■ Stated exercise 1 ■
Copy everything from "1. September 2015" down to "Henrike Junge (DIW)" in the tax incidence project description.
■ Stated exercise 2 ■
Based on the tax incidence project description, decide whether each statement agrees with it, answering yes or no and quoting the words that settle it: (a) The proposed model allows for job-to-job transitions. (b) Taxes are already part of the state-of-the-art job search models. (c) The project contrasts labor market outcomes in France and Germany.
■ Stated exercise 3 ■
Continue the tax incidence project description from its last sentence.

■ Excerpt ■
>>>
1. September 2015 - 31. August 2017

Zuwendungsgeber

Deutsche Forschungsgemeinschaft (DFG)

Kooperationspartner*innen

Thomas Breda (Institut des Politiques Publiques & Paris School of Economics),
Haomin Wang (Institut des Politiques Publiques & Paris School of Economics)
Henrike Junge (DIW)
Jan Hackforth (DIW)

We propose to investigate the long-run impact of taxes on employment, working hours and wages, contrasting these key labour market outcomes in France and Germany. Few studies have considered these margins jointly when assessing tax incidence. In order to do so, we offer to develop a realistic equilibrium model that draws on the most recent contributions in the microeconomic job search literature. It includes frictions (workers and firms do not match instantly), a wage-setting mechanism with bargaining, transitions from unemployment to employment, as well as job-to-job transitions. So far taxes have not been included in these state-of-the-art models, despite their quantitative importance and policy debates on their incidence. The key value-added of the model is to allow us to study jointly the responses of employment, working hours and wages to tax changes, while the standard partial equilibrium approaches are forced to shut down (at least) one of those responses to study the other ones.
<<<
■ Listing ■
>>>
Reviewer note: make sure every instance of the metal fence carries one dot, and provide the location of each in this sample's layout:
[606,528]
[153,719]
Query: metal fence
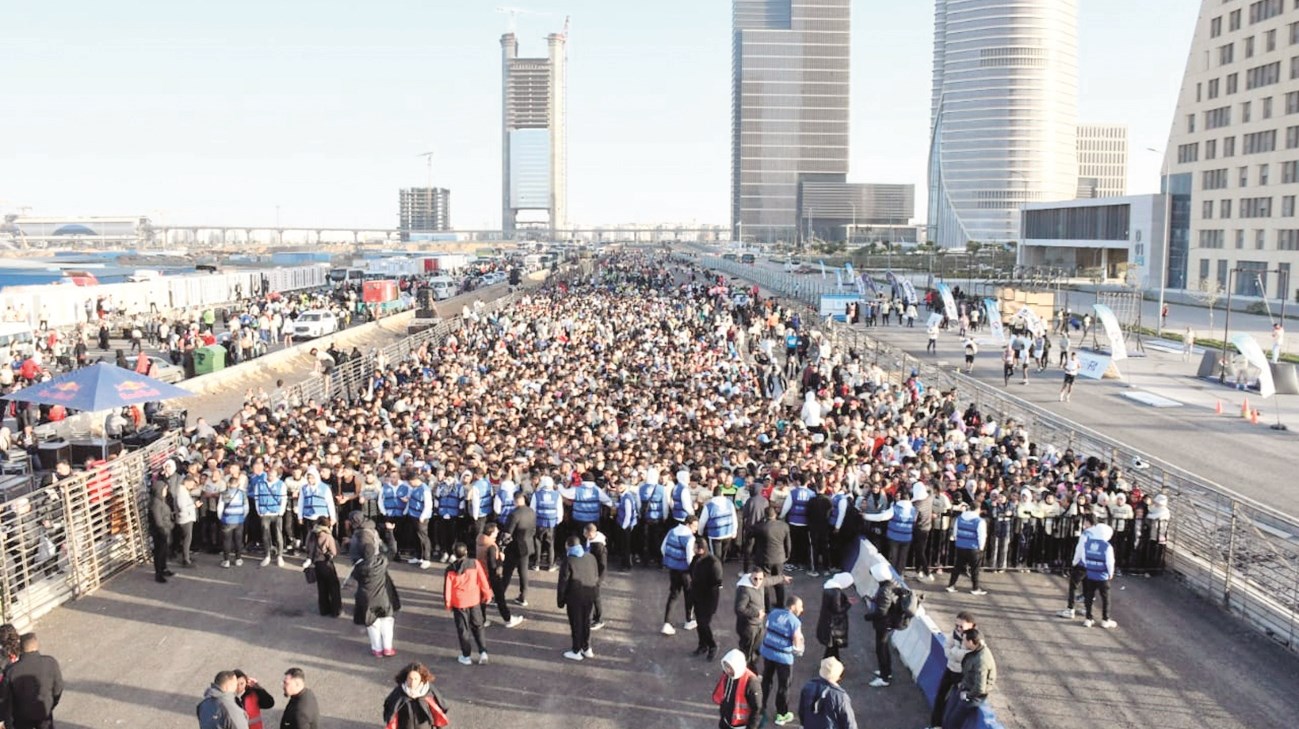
[1228,547]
<<<
■ Exercise result 1 ■
1. September 2015 - 31. August 2017

Zuwendungsgeber

Deutsche Forschungsgemeinschaft (DFG)

Kooperationspartner*innen

Thomas Breda (Institut des Politiques Publiques & Paris School of Economics),
Haomin Wang (Institut des Politiques Publiques & Paris School of Economics)
Henrike Junge (DIW)

■ Exercise result 2 ■
(a) Yes: "as well as job-to-job transitions."
(b) No: "So far taxes have not been included in these state-of-the-art models."
(c) Yes: "contrasting these key labour market outcomes in France and Germany."

■ Exercise result 3 ■
The model also offers a natural tool to study together all types of labour market taxes: income tax, corporate tax, payroll taxes and social security contributions. We propose to use within-country variation in tax rates (across time and regions) to estimate the model. The structural model we put forward allows not only a joint estimation of tax effects on the labour market, but also a simulation of potential tax reforms and their welfare effects for different individuals. To this end, we allow individuals to differ in unobserved ability and firms to differ according to unobserved productivity. Since it does not assume that workers in different firms are similar, the model is able to capture the idea that if taxes affect only certain firms, they may also affect only certain types of workers. Using the specific estimated parameters for each country, we can illustrate the importance of taxes in explaining different labour market outcomes in France and Germany. Finally, we discuss potential labour tax reforms and characterize welfare-enhancing tax policies.